Stored items
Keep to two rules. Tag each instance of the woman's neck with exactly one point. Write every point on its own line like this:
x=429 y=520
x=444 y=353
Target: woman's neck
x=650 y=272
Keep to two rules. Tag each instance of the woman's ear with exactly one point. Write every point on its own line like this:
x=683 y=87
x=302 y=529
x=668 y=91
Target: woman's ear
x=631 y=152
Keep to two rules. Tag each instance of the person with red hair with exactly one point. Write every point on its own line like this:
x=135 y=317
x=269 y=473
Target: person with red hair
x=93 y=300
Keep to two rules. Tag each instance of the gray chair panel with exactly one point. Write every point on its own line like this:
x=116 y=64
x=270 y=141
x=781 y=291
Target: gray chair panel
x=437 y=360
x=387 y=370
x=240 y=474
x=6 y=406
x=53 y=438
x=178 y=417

Instructions to follow
Every record above is to be transcribed exactly as written.

Answer to the exercise
Keep to two rules. Tag each instance of the woman's neck with exactly one point. Write every point on its own line like this:
x=429 y=520
x=444 y=353
Target: woman's neck
x=650 y=272
Keep to two rules. Tag each instance of the woman's ear with exactly one point. Write every point on its own line like this:
x=683 y=87
x=302 y=529
x=668 y=91
Target: woman's ear
x=631 y=152
Keep to two rules. Tag each instance of the person with red hair with exactly one point. Write every point on its own line like this:
x=135 y=317
x=269 y=473
Target: person with red hair
x=93 y=300
Keep to two rules. Tag each instance of the gray chair panel with exactly one point. Write every point on its own line like this:
x=116 y=64
x=270 y=141
x=781 y=291
Target: gray chair panel
x=437 y=360
x=387 y=370
x=240 y=474
x=6 y=406
x=53 y=438
x=178 y=417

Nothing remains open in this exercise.